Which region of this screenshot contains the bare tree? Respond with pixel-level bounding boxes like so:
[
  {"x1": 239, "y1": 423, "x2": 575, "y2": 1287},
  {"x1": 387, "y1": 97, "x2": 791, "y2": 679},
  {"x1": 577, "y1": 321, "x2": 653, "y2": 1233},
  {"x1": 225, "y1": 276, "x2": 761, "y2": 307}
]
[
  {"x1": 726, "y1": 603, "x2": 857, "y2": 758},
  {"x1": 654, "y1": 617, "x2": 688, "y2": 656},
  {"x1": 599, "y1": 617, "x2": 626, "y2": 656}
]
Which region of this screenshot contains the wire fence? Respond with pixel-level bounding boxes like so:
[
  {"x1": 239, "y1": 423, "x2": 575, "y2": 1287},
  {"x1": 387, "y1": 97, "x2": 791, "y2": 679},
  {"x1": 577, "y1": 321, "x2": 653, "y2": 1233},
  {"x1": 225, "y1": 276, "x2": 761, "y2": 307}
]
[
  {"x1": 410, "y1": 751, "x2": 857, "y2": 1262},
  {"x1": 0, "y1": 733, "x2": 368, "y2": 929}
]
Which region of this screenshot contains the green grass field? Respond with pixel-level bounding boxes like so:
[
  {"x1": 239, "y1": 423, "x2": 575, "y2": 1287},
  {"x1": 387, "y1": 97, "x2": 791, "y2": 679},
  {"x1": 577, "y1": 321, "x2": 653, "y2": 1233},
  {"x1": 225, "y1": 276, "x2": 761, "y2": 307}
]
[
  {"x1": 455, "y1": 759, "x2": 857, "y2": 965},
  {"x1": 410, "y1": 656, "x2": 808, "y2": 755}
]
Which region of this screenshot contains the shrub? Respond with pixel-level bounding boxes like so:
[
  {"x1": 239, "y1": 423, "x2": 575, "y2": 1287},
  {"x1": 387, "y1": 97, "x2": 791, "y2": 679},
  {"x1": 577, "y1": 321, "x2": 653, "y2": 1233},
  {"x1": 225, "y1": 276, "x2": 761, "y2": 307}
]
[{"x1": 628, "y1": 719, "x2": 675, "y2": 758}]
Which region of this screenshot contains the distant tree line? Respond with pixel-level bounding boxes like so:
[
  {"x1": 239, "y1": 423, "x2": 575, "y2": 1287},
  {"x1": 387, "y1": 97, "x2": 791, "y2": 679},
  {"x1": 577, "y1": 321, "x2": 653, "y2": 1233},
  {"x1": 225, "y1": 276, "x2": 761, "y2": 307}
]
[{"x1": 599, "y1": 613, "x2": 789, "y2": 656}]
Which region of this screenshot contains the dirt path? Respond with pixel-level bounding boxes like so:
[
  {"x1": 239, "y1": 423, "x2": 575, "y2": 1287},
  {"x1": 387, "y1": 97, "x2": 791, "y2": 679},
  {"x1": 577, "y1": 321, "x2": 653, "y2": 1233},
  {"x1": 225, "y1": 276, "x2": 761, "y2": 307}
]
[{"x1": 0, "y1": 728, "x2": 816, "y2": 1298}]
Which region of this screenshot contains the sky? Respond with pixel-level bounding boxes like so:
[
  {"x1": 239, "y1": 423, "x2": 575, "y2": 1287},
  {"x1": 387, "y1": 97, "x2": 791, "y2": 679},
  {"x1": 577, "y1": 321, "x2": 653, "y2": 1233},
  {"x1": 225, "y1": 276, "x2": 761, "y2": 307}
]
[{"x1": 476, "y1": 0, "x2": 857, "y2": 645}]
...
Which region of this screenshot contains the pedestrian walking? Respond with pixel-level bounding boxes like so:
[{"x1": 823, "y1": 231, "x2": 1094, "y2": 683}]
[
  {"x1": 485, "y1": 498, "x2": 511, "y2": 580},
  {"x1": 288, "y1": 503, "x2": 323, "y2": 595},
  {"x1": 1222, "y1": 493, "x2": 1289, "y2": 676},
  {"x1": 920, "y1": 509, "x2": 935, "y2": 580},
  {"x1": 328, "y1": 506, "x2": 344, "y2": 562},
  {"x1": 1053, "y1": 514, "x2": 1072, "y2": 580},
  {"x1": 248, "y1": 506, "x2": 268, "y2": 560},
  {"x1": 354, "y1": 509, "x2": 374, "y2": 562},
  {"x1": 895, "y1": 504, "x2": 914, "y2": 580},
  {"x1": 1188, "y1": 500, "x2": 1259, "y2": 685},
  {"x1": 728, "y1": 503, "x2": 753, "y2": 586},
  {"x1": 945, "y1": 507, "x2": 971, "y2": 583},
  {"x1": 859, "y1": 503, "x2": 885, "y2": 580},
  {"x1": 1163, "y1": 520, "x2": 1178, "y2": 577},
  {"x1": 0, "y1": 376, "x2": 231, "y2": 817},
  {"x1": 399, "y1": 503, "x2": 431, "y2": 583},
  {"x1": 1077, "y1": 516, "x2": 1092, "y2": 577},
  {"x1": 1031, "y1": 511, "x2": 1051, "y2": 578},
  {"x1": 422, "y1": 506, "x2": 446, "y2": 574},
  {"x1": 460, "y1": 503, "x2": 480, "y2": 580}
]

=== Stated task ===
Copy out every line in the rows above that contains the word "with". Only exact matches in case count.

=== Completed task ===
Which region of this screenshot contains the bare tree? Respond with pixel-level bounding boxes like so:
Which region of this screenshot contains the wire fence? Respond with pixel-level bounding boxes like so:
Which region of this screenshot contains the green grass field? Respond with pixel-level bounding boxes like so:
Which region of this screenshot contains the shrub? Respond with pixel-level bounding boxes like so:
Which region of this screenshot contains the distant tree line? Respond with pixel-level bounding boxes like so:
Which region of this screenshot contains the dirt path? Respond with pixel-level bounding boxes like so:
Which region of this screenshot contains the sky? Respond with pixel-level bounding boxes like so:
Which region of this screenshot contains the pedestrian walking? Respond with pixel-level bounding boxes like so:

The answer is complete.